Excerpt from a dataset

******************************

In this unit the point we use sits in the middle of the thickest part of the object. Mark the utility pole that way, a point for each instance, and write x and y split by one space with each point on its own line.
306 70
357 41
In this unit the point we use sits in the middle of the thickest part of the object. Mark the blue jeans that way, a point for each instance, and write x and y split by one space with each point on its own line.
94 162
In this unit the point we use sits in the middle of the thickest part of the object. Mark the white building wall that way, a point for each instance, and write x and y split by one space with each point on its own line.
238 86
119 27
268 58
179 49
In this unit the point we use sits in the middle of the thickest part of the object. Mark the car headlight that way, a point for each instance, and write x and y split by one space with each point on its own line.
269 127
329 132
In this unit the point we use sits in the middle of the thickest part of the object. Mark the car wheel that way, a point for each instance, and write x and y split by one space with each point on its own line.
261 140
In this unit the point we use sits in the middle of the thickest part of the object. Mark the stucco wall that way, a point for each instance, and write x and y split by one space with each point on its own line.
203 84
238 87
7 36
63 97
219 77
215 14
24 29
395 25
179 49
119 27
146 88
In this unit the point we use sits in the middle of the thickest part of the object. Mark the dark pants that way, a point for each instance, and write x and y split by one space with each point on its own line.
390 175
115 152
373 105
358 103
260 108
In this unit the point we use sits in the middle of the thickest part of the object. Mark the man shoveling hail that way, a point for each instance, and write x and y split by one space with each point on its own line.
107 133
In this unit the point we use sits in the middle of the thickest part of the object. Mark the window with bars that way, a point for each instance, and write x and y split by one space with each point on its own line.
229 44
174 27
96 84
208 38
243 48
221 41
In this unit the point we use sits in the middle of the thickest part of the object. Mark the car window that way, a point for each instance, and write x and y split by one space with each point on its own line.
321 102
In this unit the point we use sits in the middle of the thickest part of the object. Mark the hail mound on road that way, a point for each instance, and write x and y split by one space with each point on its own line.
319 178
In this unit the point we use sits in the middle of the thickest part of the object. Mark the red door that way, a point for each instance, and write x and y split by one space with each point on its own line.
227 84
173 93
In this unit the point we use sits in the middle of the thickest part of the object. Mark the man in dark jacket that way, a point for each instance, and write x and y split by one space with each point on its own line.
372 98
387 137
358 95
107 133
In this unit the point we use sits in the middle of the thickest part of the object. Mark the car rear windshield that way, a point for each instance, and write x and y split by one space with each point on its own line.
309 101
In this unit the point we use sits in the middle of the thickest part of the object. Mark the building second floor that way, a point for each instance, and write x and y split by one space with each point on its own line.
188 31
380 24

******************************

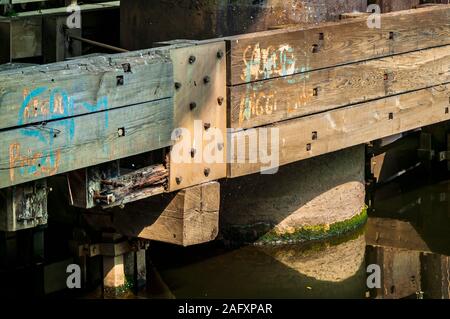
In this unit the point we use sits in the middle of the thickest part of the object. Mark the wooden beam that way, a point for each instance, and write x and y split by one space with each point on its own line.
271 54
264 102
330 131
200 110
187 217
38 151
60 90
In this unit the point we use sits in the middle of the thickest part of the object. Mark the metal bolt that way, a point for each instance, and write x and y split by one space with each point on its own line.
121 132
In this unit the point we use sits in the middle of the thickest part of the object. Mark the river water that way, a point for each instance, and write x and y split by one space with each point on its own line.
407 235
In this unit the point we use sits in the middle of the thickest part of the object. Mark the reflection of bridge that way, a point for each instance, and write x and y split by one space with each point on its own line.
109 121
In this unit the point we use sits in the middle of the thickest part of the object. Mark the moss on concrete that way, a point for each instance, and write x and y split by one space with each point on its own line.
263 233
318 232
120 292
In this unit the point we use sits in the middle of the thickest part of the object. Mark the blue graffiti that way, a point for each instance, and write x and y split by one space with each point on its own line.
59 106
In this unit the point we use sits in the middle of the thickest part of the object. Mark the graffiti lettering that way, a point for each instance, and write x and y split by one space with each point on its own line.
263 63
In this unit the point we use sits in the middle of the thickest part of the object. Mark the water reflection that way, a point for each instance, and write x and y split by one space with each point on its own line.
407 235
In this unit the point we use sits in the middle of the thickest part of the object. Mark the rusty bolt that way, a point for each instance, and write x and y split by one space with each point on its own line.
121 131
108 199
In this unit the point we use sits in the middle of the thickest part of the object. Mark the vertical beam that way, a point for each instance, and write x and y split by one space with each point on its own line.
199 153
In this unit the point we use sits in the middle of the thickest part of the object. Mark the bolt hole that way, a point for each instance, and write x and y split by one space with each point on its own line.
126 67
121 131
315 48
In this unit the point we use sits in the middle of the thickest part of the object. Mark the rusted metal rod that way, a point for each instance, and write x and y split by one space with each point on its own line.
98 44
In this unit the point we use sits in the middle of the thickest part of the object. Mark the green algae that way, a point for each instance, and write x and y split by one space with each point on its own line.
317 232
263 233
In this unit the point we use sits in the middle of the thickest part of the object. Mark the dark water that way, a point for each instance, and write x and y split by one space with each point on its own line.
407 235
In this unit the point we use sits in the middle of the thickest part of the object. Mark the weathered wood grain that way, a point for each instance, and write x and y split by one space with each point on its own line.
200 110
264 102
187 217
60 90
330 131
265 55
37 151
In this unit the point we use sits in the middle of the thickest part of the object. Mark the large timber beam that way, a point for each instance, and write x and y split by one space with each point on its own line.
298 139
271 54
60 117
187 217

******************************

=== Objective ===
Count the lines in the entries above that contain the string "blue", treating uppercase and lowercase letters as distinct. Reply with the number alone.

=== Reply ===
2